- Opening Delimiter -
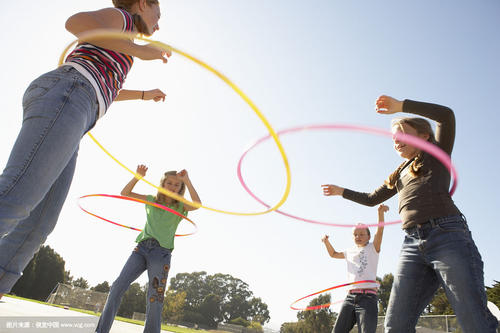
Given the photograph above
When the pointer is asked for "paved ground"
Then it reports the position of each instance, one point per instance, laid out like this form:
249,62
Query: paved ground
16,315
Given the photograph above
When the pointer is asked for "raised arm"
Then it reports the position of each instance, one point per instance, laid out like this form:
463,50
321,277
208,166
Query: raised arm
331,250
183,176
85,24
442,115
377,239
368,199
127,190
146,95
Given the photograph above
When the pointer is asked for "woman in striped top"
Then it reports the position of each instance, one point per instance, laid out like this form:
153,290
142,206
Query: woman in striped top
59,108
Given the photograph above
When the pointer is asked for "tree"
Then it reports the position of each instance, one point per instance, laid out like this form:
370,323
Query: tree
440,304
81,283
229,298
102,287
210,308
258,311
298,327
134,300
384,291
493,293
68,278
173,306
43,273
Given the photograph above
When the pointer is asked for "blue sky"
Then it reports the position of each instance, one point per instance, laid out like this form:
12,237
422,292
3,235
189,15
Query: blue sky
301,62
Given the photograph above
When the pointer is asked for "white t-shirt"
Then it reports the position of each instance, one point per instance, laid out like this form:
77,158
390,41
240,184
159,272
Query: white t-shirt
362,265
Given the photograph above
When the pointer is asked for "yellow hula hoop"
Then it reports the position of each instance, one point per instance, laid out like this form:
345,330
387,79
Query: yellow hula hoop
168,48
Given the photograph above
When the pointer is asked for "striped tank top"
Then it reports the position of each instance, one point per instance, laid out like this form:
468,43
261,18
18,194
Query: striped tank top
105,69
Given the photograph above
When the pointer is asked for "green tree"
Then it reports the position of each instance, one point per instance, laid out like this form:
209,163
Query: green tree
240,321
234,298
102,287
493,293
298,327
81,283
258,311
384,291
173,306
42,274
134,300
318,321
68,278
440,304
210,308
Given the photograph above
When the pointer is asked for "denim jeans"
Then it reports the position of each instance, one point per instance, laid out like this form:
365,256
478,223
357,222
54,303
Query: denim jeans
59,108
358,309
150,256
439,253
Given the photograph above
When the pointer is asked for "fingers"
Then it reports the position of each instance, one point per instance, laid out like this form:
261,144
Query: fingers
142,169
383,208
328,189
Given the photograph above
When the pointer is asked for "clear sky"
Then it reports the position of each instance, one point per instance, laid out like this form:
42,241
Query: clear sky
301,62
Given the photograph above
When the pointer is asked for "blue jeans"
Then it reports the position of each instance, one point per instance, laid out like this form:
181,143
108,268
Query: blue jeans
358,309
439,253
150,256
59,108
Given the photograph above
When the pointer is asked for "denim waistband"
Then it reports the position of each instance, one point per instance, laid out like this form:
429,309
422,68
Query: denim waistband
434,222
150,242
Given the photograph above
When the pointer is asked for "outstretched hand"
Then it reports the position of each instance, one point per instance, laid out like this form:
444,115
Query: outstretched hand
153,52
329,189
141,170
388,105
183,176
155,95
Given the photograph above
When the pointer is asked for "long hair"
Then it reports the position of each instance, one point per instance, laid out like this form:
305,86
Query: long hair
162,198
422,126
138,21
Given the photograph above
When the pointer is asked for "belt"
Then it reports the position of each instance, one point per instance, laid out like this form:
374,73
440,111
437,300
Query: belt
363,291
433,222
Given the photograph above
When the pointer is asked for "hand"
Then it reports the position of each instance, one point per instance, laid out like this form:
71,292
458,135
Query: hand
- Closing Delimiter -
* _Directions_:
Without the pictures, copy the material exactly as given.

* _Output of the task_:
Given the photograph above
When the pointer is asked for "paved ground"
Then it reports the position of each instance, one point per instance, laid out like this form:
249,62
Query: paved ground
16,315
Given the photograph above
When the pointer is asked for "raised arm"
Then it reports the position of each instance, one point per instance, laid out like this form:
463,50
321,277
208,166
Query: raised arm
331,250
183,176
85,24
442,115
377,239
368,199
127,190
146,95
Given the photograph above
When the pointer is asked for "woman in striped top"
Then it reports the position of each instance, one point per instance, laid out like this form:
153,290
142,206
Query: woman in striped top
59,108
Given the photograph above
When the pointer is asked for "tree"
Then it reports the position of each instance, one point per instance, laid out like this form:
370,323
Query: tree
440,304
81,283
229,298
102,287
210,308
258,311
298,327
134,300
384,291
493,293
68,278
173,306
43,273
Given the photograph above
When the pointer is asked for "blue sky"
Then it reports the position of each instance, one point per instance, laid out like this form:
12,237
422,292
3,235
189,15
Query: blue sky
301,62
Given the photograph above
When the pointer is asked for "white t-shirt"
Then it reports the position of each instance, one point per instance, laid out like this form:
77,158
390,41
240,184
159,272
Query: white t-shirt
362,265
Given the photograph above
When the pointer is asked for "yellow hula hoop"
Then it reports the position of each instance, one point per instance, laid out like this form:
345,330
387,79
Query: yellow hula hoop
168,48
Given the photograph above
When the pointer is asked for "striped tank top"
Then it reports the position of each instance, one point per instance, laid out like this form:
468,43
261,18
18,194
Query: striped tank top
105,69
Given the photograph above
When the pointer is asked for "green tree"
Then it reports the position of each instance, one point per instance, laid out like this form:
209,163
Query: green tree
240,321
234,298
102,287
493,293
298,327
81,283
258,311
384,291
173,306
42,274
134,300
318,321
68,278
440,304
210,308
Given the photograph above
When the pointer is asked for "denim jeans"
Then it reports the position of each instance, one point per instance, laid out like this form:
365,256
478,223
357,222
54,303
Query: denim jeans
59,108
358,309
150,256
439,253
Given the photograph above
When the pointer is asked for "fingers"
Then it reports the position of each instance, one point per instance, laid out like this form:
261,144
Query: fingers
142,169
383,208
328,189
Given the photograph above
When the pointer is asked for "clear sky"
Then it reports the position of each instance, one point per instance, laid out like this form:
42,241
Query: clear sky
301,62
Given the photograph above
When the pointer is asked for "blue jeans"
Then it reports the position of each instance, one point per instance, laid out like this form:
181,143
108,268
Query: blue jeans
358,309
439,253
150,256
59,108
Given the photograph above
When the pointer is asked for "denim waistband"
Then it reports the position of each instance, one point per instance, laid out like this form:
429,309
422,68
Query: denim waistband
434,222
150,242
Given the photograph above
When the pointer is asked for "outstretched hand"
Then it reports the position of each instance, one point per instance, laid out like this form:
444,115
Query: outstretched hand
153,52
329,189
141,170
388,105
183,176
155,95
Given the photograph above
When the pointer is asked for "long hair"
Then it reports the position of each instance, one point per instance, laid out like this form:
305,86
Query: long hair
162,198
422,126
138,21
Given the photograph above
When the pointer is asked for "belt"
Then it reports the position of each instance, one point per instance, laid out like this form:
374,73
440,111
437,300
Query: belt
363,291
433,222
Given the photograph above
When the pointer is asked for "hand"
Then it reports the position of each instance, one point per instance, laid out like this form:
71,292
458,135
Query: hand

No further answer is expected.